* Exercise task *
Retype the lines below verbatim, from the first to the last.
______________________________
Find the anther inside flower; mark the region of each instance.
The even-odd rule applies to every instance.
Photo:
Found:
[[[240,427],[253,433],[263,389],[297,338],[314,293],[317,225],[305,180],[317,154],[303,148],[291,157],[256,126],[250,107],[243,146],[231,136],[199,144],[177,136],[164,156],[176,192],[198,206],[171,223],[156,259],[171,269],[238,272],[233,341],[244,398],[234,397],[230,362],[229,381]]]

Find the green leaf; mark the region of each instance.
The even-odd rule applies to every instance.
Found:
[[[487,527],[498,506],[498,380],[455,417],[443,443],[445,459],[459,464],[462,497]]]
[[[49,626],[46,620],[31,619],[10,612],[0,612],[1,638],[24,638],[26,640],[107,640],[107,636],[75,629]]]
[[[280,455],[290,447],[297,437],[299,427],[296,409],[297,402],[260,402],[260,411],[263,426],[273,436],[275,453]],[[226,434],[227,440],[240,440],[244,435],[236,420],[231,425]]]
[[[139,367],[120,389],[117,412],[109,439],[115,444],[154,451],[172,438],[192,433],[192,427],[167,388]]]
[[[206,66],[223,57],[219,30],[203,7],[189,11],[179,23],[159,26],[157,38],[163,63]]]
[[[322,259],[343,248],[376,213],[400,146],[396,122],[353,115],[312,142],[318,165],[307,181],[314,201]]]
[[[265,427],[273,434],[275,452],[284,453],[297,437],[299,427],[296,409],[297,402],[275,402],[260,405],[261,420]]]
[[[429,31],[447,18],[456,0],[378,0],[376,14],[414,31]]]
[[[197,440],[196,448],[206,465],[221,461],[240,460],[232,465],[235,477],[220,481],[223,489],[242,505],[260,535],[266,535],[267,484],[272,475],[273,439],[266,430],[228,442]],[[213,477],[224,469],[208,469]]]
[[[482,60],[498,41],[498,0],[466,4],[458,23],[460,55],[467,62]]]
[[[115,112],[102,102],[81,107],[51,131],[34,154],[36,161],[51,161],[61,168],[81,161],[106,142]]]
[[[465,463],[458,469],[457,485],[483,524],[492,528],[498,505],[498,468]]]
______________________________
* Finished answer *
Find the anther inside flower; mark the region of each instance.
The even-odd rule applies to every instance.
Photo:
Found:
[[[240,427],[253,433],[263,389],[297,338],[314,293],[317,225],[305,180],[317,154],[303,148],[291,157],[256,126],[250,107],[243,146],[231,136],[199,144],[177,136],[164,156],[176,192],[198,206],[171,223],[156,259],[171,269],[238,272],[233,341],[244,398],[234,397],[230,362],[229,381]]]

Find the green leaf; mark the region of each instance.
The even-odd rule applies to every instance.
Found:
[[[487,527],[498,506],[498,380],[455,417],[443,443],[445,459],[459,464],[462,497]]]
[[[49,626],[46,620],[31,619],[10,612],[0,612],[1,638],[24,638],[26,640],[107,640],[107,636],[75,629]]]
[[[280,455],[290,447],[297,437],[299,427],[296,409],[297,402],[260,402],[260,411],[263,426],[273,436],[275,453]],[[226,434],[227,440],[240,440],[244,435],[236,420],[231,425]]]
[[[139,367],[120,389],[117,412],[109,439],[115,444],[154,451],[172,438],[192,433],[192,427],[167,388]]]
[[[206,66],[223,57],[219,30],[203,7],[189,11],[179,23],[159,26],[157,38],[163,63]]]
[[[322,259],[343,248],[376,213],[400,146],[396,122],[353,115],[312,142],[318,165],[307,181],[314,201]]]
[[[265,427],[273,434],[275,452],[284,453],[297,437],[299,427],[296,409],[297,402],[275,402],[260,405],[261,420]]]
[[[429,31],[447,18],[456,0],[378,0],[376,14],[414,31]]]
[[[197,440],[196,448],[206,465],[221,461],[240,460],[232,465],[235,477],[220,481],[223,489],[242,505],[260,535],[266,535],[267,484],[272,475],[273,439],[266,430],[228,442]],[[213,477],[224,469],[208,469]]]
[[[482,60],[498,41],[498,0],[466,4],[458,23],[460,55],[467,62]]]
[[[115,112],[102,102],[81,107],[51,131],[34,154],[36,161],[51,161],[61,168],[81,161],[106,142]]]
[[[465,463],[458,469],[457,485],[483,524],[492,528],[498,505],[498,468]]]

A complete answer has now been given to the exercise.